* _本文_
#####

本発明は、チルト調整時におけるハンドル位置の移動動作を極めて円滑なものとし、その操作感覚を良好なものにすることができ、しかも、チルト操作機構を簡単にすることができるチルトステアリング装置に関する。
運転者の体格や運転姿勢等に応じてステアリングホイールの高さ、軸方向位置を適宜変更できるようにしたチルト・テレスコステアリング装置において、従来より、車体に取付けられた固定ブラケットの側板と、ステアリングコラムに取付けられた可動ブラケットの側板を貫通するチルトボルトに、操作レバー部材を装着して、操作レバー部材の回動により固定ブラケットと可動ブラケットとの両側板同士を互いに押圧するようにしてチルトロックさせる構造としたチルト調整機構を備えたステアリング装置が存在する。
この種のものにおいては、2つのカム部材を備え、一方のカム部材は固定ブラケット側に装着され、他方のカム部材はチルト調整用の操作レバー部材に装着されたものが存在する。これは、前記操作レバー部材の回動にて、一方のカム部材のカム面が他方のカム部材のカム面に作用して、その他方のカム部材を固定ブラケットの側部に押し付けるように作用し、前記固定ブラケットが可動ブラケットを固定する構造のものである。前記操作レバー部材に装着されるカム部材は、チルトボルトの螺子部に螺合され、前記操作レバー部材の回動操作に伴い一方のカム部材が回動し、固定ブラケット側に固定された他方のカム部材のカム面に作用して、前記可動ブラケットの側部に固定ブラケットの側部が押し付けられるものである。

#####

* _指示文 1_
下のエントリーのうち、文字列「shelter」を含む行をすべて返してもらえますか？
本文とこの後のエントリーとの間に関連はありません。

* _入力資料_

#####

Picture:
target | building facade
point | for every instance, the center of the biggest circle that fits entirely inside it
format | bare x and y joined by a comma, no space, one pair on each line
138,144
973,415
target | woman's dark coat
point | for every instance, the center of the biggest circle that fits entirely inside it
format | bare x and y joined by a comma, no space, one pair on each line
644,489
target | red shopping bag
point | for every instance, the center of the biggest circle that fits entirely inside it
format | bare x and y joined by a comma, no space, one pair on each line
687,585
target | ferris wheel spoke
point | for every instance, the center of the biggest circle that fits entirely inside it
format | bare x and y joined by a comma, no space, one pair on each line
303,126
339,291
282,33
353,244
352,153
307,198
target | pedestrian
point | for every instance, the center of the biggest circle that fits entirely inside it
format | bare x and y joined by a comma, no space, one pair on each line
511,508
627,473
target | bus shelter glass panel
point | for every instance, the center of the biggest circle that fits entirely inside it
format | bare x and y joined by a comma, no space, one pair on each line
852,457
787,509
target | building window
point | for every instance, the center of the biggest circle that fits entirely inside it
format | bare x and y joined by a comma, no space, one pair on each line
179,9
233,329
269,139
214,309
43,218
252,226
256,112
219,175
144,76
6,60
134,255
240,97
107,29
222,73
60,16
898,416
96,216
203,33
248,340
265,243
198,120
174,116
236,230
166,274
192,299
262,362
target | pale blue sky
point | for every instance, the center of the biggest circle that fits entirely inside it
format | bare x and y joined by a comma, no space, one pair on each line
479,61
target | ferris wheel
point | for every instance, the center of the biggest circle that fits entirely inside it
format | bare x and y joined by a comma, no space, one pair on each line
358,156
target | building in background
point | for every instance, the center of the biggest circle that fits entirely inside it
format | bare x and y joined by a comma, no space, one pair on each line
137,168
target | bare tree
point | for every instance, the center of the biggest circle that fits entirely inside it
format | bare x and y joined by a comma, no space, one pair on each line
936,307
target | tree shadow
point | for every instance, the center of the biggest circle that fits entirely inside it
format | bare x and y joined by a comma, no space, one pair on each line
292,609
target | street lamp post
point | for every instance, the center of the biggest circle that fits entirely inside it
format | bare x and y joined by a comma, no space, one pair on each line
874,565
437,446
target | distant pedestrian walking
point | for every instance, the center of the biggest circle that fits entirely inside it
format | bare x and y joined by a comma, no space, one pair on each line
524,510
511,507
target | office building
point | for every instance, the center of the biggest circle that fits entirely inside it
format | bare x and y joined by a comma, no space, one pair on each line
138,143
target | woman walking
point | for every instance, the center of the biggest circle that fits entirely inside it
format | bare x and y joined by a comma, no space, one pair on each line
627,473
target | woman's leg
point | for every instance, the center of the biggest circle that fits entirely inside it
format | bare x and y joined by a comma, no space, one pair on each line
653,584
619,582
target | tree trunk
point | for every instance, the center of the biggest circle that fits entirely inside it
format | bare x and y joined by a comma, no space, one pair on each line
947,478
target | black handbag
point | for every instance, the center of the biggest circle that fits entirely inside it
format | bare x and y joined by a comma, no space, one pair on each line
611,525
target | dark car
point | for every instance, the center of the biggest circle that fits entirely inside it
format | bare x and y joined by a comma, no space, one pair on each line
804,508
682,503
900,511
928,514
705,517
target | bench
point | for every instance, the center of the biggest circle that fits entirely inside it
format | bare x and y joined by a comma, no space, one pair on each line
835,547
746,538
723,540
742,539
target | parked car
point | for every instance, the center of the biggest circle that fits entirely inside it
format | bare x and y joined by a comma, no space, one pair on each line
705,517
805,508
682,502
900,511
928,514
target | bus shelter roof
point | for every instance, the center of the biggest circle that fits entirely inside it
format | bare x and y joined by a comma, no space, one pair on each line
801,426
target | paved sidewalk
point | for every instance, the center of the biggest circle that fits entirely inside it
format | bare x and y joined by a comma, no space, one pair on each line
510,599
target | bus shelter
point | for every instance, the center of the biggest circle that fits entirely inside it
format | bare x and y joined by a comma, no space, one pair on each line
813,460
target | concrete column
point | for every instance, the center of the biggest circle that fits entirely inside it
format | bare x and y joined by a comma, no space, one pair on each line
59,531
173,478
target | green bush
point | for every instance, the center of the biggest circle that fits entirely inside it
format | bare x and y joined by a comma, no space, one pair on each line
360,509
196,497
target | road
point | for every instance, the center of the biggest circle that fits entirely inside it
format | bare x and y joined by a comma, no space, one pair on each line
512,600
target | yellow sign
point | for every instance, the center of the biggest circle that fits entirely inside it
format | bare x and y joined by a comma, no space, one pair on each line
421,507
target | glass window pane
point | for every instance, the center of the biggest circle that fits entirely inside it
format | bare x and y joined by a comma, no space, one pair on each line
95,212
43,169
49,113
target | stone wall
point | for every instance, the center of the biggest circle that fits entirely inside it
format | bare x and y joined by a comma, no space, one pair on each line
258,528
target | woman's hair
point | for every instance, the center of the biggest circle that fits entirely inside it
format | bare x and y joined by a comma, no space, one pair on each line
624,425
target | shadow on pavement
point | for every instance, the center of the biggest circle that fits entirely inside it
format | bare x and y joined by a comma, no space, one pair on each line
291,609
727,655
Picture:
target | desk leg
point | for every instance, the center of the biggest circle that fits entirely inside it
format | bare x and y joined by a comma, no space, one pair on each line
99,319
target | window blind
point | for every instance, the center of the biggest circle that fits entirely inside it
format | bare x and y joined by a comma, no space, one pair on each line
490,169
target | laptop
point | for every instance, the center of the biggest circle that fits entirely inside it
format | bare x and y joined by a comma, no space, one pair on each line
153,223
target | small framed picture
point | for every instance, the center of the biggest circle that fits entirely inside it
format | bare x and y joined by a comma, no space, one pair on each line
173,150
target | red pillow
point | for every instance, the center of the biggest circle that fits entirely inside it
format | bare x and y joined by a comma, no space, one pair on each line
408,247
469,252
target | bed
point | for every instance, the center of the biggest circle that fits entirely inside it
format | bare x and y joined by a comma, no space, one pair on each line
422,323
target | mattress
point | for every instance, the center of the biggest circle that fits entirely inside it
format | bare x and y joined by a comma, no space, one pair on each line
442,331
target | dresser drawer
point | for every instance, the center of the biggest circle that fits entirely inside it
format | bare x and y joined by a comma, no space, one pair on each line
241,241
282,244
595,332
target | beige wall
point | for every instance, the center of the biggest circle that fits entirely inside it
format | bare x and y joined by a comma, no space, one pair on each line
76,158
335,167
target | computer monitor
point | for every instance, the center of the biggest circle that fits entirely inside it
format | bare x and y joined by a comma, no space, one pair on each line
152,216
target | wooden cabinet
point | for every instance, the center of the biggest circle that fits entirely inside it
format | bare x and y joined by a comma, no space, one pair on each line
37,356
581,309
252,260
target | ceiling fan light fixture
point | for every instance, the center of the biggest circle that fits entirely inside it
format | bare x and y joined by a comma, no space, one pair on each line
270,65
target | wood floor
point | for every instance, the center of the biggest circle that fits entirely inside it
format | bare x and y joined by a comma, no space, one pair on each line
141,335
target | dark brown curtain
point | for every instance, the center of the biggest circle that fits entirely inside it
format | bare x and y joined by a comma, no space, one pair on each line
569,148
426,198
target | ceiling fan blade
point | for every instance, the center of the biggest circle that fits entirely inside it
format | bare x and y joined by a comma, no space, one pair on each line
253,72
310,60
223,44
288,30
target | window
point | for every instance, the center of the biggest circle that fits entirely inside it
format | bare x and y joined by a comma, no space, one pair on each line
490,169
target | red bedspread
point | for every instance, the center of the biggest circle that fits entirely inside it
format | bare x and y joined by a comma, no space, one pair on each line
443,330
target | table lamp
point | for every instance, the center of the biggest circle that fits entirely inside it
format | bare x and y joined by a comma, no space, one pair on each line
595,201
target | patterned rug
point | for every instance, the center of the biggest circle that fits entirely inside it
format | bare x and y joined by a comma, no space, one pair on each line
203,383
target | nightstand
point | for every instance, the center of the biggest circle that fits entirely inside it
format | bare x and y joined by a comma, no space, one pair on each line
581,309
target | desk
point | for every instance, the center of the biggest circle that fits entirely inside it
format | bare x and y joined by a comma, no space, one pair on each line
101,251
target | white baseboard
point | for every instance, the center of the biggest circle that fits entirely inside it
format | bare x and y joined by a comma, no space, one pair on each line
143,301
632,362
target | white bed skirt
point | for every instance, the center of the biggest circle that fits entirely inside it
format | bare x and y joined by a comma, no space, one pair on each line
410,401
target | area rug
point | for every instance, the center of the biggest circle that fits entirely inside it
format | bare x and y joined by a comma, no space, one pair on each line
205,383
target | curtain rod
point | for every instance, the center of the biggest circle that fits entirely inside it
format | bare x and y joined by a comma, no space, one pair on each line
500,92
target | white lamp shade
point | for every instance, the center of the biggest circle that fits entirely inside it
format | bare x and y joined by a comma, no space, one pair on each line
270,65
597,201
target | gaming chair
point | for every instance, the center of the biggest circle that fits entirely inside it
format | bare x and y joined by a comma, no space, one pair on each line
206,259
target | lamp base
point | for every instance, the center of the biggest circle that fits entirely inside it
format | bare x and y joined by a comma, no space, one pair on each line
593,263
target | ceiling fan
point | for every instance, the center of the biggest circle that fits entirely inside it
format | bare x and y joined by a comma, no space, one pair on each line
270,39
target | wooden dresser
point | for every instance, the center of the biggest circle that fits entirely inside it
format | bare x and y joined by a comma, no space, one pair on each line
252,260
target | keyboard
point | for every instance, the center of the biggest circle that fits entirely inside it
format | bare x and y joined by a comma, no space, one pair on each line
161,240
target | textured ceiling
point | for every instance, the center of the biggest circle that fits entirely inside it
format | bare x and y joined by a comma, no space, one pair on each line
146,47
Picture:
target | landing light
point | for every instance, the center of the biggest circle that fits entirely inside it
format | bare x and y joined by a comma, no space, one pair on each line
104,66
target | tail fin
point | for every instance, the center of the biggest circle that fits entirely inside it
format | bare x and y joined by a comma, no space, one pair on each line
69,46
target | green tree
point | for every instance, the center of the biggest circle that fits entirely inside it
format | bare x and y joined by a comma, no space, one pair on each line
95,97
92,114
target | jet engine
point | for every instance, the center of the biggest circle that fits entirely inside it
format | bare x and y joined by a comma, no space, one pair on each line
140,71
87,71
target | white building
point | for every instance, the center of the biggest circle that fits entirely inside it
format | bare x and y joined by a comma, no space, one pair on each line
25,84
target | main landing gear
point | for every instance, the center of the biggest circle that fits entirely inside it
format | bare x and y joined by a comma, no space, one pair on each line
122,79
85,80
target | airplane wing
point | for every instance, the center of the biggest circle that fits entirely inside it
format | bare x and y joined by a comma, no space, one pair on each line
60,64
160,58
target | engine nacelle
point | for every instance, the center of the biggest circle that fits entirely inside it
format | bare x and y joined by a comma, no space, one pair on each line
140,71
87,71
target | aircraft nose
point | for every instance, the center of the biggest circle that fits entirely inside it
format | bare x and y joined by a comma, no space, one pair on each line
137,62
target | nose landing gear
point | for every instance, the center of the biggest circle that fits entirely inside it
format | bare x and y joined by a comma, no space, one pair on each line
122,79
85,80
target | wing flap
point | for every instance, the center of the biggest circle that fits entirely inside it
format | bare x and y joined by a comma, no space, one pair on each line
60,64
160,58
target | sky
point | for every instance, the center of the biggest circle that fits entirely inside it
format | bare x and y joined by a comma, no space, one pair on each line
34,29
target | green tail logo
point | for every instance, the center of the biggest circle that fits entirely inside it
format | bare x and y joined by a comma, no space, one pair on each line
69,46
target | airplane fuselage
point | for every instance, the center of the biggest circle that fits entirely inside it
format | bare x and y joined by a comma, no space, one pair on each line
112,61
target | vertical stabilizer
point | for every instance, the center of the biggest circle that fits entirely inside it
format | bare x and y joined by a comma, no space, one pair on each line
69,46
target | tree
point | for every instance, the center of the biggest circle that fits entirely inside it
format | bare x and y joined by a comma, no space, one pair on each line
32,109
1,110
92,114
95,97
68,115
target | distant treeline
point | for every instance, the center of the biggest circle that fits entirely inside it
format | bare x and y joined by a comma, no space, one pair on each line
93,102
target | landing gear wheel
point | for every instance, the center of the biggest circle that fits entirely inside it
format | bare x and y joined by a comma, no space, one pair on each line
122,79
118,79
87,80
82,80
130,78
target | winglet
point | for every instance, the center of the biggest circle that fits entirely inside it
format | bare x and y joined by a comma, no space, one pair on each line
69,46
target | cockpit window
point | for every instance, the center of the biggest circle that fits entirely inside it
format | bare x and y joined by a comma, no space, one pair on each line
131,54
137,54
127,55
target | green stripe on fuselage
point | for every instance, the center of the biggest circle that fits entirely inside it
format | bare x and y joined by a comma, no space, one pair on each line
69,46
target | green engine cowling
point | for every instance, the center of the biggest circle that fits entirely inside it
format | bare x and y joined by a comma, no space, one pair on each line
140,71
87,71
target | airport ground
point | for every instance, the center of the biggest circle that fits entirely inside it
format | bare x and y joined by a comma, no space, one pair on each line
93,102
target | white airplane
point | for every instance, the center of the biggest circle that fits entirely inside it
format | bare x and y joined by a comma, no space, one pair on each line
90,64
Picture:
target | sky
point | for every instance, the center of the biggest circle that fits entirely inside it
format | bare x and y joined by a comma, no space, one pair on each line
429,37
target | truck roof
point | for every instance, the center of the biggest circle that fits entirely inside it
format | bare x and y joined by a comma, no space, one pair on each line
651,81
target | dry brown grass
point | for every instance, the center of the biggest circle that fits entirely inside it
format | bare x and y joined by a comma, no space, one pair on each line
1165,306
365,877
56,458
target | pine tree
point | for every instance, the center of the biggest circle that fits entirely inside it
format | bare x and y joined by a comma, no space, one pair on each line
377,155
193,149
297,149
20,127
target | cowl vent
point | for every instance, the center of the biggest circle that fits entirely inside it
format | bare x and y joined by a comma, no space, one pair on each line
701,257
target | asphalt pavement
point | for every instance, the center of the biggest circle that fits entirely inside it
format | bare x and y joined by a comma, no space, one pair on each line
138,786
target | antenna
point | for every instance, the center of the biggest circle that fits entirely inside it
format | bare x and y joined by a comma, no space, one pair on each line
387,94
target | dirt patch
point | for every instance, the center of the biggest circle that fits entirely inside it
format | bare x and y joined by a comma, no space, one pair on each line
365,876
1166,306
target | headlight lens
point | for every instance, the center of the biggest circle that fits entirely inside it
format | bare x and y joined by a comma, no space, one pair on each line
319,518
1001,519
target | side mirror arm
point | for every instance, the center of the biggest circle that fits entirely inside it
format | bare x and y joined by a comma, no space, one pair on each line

#####

* _指示文 2_
本文の「この種のものにおいては」で始まる段落を、主な事実を残したまま箇条書きに短くまとめてもらえますか？

* _想定出力 1_
target | bus shelter glass panel
target | bus shelter roof
target | bus shelter

* _想定出力 2_
- カム部材を2つ備え、一方は固定ブラケット側に、他方はチルト調整用の操作レバー部材に装着される。
- 操作レバー部材を回動すると、一方のカム部材のカム面が他方のカム部材のカム面に作用する。これにより他方のカム部材が固定ブラケットの側部に押し付けられ、固定ブラケットが可動ブラケットを固定する。
- 操作レバー部材に装着されるカム部材は、チルトボルトの螺子部に螺合されている。
- このカム部材はレバーの回動操作に伴って回動し、固定ブラケット側に固定されたもう一方のカム部材のカム面に作用する。その結果、可動ブラケットの側部に固定ブラケットの側部が押し付けられる。